Transcription in Prokaryotes

It is the enzyme that carries transcription. Prokaryotes utilize the same RNA polymerase to transcribe their genes. In E. coli, the polymerase consists of five polypeptide subunits – two α, one β, one β’, and one ω and σ subunit (α2ββ’ωσ).

The polymerase with all five subunits is called a holoenzyme. These subunits assemble before a gene is to be transcribed and disassemble once the transcription is complete. When the σ subunit dissociates, it forms the core enzyme.

For transcription, the DNA double helix must unwind partially in the region of mRNA synthesis. The region is called the transcription bubble.

The DNA strand that RNA polymerase uses to form RNA is the template strand, whereas the other strand is the non-template strand or the coding strand. The mRNA is complementary to the template strand and is almost identical to the coding strand.

The nucleotide pair in the DNA double helix from which the first five mRNA nucleotide is transcribed is called the +1 site, or the initiation site. The region above the initiation site is called upstream and is denoted by (-). In contrast, those following the initiation site downstream are called downstream and are denoted by (+).

1. Initiation

It is the first step of transcription. The RNA polymerase holoenzyme can recognize and bind to specific regions in the DNA (consensus sequence) upstream of the initiation site at the -10 and -35 regions. The -10 consensus has the sequence TATAAT and -35, TTGACA. These two promoter consensus sequences are similar across all promoters and various bacterial species. 

Once bound to the promoter, the σ subunit dissociates to form the core enzyme.

2. Elongation

This phase begins with releasing the σ subunit from the RNA polymerase. The dissociation of the σ subunit allows the core enzyme to proceed along the DNA template, synthesizing mRNA in the 5′ to 3′ direction at approximately 40 nucleotides per second rate.

As elongation proceeds from the 5’ to 3’ direction by adding nucleotides (NTPs) to the 3’ end of the nascent RNA, the DNA continuously unwinds ahead of the core enzyme and rewinds behind it.

The bond between the DNA and the nascent RNA being unstable, the RNA polymerase acts as a linker between the two strands to stabilize the duplex. It allows RNA polymerase to continue synthesizing the RNA without interruptions.

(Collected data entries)
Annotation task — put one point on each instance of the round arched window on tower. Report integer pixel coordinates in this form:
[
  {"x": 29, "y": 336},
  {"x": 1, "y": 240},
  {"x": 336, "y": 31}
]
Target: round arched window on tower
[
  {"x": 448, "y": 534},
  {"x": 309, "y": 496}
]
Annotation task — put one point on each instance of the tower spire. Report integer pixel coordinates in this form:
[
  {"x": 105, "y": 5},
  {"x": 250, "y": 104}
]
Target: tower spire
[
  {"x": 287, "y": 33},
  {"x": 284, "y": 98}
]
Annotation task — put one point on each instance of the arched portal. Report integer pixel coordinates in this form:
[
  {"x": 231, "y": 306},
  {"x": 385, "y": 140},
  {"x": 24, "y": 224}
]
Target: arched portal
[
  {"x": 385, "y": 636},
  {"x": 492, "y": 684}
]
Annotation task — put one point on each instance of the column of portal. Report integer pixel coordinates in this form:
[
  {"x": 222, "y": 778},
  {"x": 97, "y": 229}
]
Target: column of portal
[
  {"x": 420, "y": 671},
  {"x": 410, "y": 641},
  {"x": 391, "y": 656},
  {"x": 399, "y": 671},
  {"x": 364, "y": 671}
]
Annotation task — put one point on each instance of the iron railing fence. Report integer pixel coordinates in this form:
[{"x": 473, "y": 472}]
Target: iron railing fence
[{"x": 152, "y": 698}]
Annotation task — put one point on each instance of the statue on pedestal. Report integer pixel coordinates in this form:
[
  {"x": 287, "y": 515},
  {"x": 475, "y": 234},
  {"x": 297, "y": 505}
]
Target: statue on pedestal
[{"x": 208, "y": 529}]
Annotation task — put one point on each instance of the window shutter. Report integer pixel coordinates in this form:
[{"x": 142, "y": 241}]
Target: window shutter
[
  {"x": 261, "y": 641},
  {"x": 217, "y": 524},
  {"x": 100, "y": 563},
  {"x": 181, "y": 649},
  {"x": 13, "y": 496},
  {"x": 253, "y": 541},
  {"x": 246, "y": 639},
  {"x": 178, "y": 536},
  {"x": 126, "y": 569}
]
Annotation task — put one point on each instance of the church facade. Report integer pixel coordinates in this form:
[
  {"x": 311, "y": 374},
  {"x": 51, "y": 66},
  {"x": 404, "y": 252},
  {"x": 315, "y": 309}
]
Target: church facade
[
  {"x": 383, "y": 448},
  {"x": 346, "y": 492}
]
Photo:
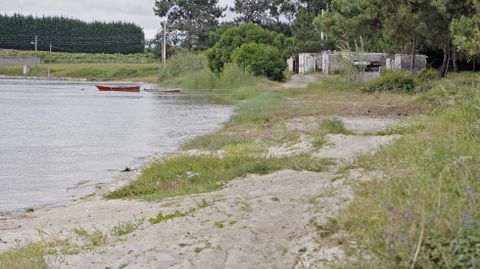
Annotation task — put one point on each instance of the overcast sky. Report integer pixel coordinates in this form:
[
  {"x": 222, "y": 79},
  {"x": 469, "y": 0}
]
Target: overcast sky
[{"x": 139, "y": 12}]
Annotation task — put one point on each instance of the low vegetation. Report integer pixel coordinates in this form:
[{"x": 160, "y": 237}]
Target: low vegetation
[
  {"x": 127, "y": 227},
  {"x": 65, "y": 57},
  {"x": 188, "y": 174},
  {"x": 123, "y": 71},
  {"x": 424, "y": 211},
  {"x": 190, "y": 71},
  {"x": 161, "y": 218},
  {"x": 31, "y": 256},
  {"x": 403, "y": 82}
]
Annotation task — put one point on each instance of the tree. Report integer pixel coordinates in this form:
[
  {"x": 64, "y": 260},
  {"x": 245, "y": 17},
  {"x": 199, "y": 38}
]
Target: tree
[
  {"x": 307, "y": 37},
  {"x": 190, "y": 21},
  {"x": 70, "y": 35},
  {"x": 356, "y": 24},
  {"x": 254, "y": 11},
  {"x": 445, "y": 12},
  {"x": 466, "y": 37},
  {"x": 261, "y": 60},
  {"x": 407, "y": 23},
  {"x": 249, "y": 33}
]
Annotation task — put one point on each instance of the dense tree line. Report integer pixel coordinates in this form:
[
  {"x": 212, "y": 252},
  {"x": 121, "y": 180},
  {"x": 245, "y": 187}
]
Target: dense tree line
[
  {"x": 447, "y": 31},
  {"x": 70, "y": 35}
]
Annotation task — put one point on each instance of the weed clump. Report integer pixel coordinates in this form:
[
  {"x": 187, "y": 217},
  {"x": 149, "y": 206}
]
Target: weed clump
[
  {"x": 161, "y": 218},
  {"x": 127, "y": 227},
  {"x": 31, "y": 256},
  {"x": 166, "y": 178},
  {"x": 396, "y": 82}
]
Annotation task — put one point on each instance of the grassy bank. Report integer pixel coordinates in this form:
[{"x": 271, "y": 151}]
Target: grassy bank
[
  {"x": 424, "y": 211},
  {"x": 109, "y": 71},
  {"x": 63, "y": 57}
]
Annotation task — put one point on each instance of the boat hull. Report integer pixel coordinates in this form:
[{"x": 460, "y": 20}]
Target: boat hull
[{"x": 118, "y": 88}]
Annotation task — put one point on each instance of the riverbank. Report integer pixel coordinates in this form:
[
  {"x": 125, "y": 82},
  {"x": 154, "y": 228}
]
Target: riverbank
[
  {"x": 290, "y": 182},
  {"x": 135, "y": 72}
]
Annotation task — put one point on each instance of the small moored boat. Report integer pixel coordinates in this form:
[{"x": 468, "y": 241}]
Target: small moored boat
[
  {"x": 164, "y": 90},
  {"x": 118, "y": 88}
]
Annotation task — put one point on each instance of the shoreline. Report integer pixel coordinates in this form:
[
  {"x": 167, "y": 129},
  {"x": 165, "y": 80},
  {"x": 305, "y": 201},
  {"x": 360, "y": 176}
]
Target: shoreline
[
  {"x": 115, "y": 181},
  {"x": 41, "y": 78}
]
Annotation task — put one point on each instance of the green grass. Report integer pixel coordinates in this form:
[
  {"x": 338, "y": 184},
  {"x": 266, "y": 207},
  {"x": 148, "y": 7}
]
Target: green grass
[
  {"x": 215, "y": 141},
  {"x": 265, "y": 108},
  {"x": 162, "y": 218},
  {"x": 127, "y": 227},
  {"x": 334, "y": 126},
  {"x": 91, "y": 238},
  {"x": 31, "y": 256},
  {"x": 118, "y": 71},
  {"x": 63, "y": 57},
  {"x": 425, "y": 212},
  {"x": 169, "y": 177}
]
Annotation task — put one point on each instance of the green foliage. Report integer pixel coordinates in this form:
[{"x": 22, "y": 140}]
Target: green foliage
[
  {"x": 143, "y": 72},
  {"x": 91, "y": 239},
  {"x": 182, "y": 64},
  {"x": 63, "y": 57},
  {"x": 70, "y": 35},
  {"x": 235, "y": 37},
  {"x": 466, "y": 35},
  {"x": 127, "y": 227},
  {"x": 161, "y": 218},
  {"x": 190, "y": 21},
  {"x": 31, "y": 256},
  {"x": 428, "y": 195},
  {"x": 189, "y": 174},
  {"x": 261, "y": 60},
  {"x": 261, "y": 109},
  {"x": 393, "y": 82},
  {"x": 215, "y": 141},
  {"x": 426, "y": 79}
]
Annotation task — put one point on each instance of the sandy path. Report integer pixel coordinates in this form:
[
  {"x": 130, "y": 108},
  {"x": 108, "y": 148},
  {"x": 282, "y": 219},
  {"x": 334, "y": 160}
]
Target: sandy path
[
  {"x": 257, "y": 222},
  {"x": 299, "y": 81}
]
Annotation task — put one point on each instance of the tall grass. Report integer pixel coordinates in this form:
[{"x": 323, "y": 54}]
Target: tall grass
[
  {"x": 425, "y": 211},
  {"x": 29, "y": 257},
  {"x": 190, "y": 71},
  {"x": 120, "y": 71},
  {"x": 189, "y": 174}
]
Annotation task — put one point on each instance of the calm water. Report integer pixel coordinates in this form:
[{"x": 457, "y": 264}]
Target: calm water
[{"x": 59, "y": 139}]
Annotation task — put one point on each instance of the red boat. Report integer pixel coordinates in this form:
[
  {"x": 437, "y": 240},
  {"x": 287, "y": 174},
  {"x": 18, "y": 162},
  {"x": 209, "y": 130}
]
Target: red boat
[
  {"x": 164, "y": 90},
  {"x": 118, "y": 88}
]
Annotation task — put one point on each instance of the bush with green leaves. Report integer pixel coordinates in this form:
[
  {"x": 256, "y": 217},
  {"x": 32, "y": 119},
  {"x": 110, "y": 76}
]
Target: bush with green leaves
[
  {"x": 261, "y": 60},
  {"x": 183, "y": 63},
  {"x": 236, "y": 37},
  {"x": 397, "y": 81}
]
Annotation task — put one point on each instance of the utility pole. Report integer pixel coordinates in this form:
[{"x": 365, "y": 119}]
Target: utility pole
[
  {"x": 36, "y": 47},
  {"x": 164, "y": 53}
]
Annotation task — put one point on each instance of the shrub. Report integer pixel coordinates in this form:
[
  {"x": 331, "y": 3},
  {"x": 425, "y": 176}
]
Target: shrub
[
  {"x": 235, "y": 37},
  {"x": 261, "y": 60},
  {"x": 426, "y": 78},
  {"x": 393, "y": 82}
]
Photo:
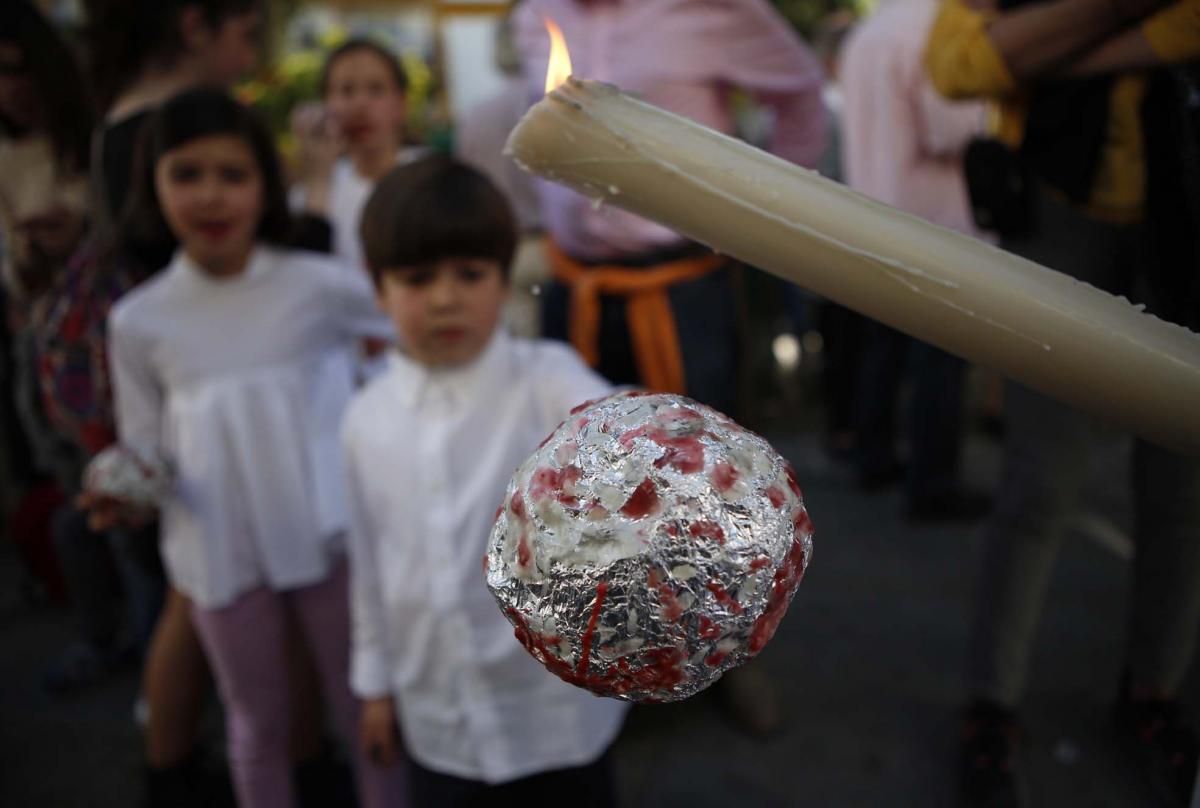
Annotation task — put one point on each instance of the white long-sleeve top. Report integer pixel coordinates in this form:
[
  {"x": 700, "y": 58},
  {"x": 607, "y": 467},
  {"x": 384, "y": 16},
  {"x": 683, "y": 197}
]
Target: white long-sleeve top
[
  {"x": 429, "y": 458},
  {"x": 241, "y": 383}
]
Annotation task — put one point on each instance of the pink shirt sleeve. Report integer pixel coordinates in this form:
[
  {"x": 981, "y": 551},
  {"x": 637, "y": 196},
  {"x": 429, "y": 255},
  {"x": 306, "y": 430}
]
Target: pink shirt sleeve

• **Instructions**
a: In the passage on prokaryotic transcription, rewrite the part from "This phase begins" to "per second rate.", replacing "approximately" with "roughly".
b: Extend the text on transcription in prokaryotes, starting after its final sentence.

• **Answers provided**
a:
This phase begins with releasing the σ subunit from the RNA polymerase. The dissociation of the σ subunit allows the core enzyme to proceed along the DNA template, synthesizing mRNA in the 5′ to 3′ direction at roughly 40 nucleotides per second rate.

b:
3. Termination

Once the transcription is complete, the RNA polymerase must dissociate from the template, releasing the newly formed RNA molecule.

Depending on the gene, there are two types of termination signals.

a. Rho-dependent termination is controlled by the rho protein, which moves behind the RNA polymerase on the growing mRNA chain. At the end of the gene, the polymerase encounters a run of G nucleotides on the template and stops polymerizing the strand. As a result, the RNA polymerase collides with the rho protein, releasing the mRNA from the transcription bubble. 

b. Rho-independent termination depends on specific sequences on the DNA strand. When the polymerase approaches the end of a gene, it encounters a region rich in C–G nucleotides. The mRNA then folds back on itself, allowing the complementary G-C nucleotides to bind, forming a stable hairpin structure. It causes the polymerase to stall transcription of a region rich in A–T nucleotides.

The complementary U-A region of the transcript forms only a weak interaction with the template DNA. Together with stalled RNA polymerase, it destabilizes the core enzyme complex to break away from the new mRNA transcript.

Since transcription and translation occur concurrently in prokaryotes, the mRNA transcript is used to make numerous copies of proteins even before the end of transcription. More than one copy of polymerase can transcribe a single bacterial gene at a particular time. It helps to produce a high number of RNA molecules necessary to meet the protein requirement of the cell.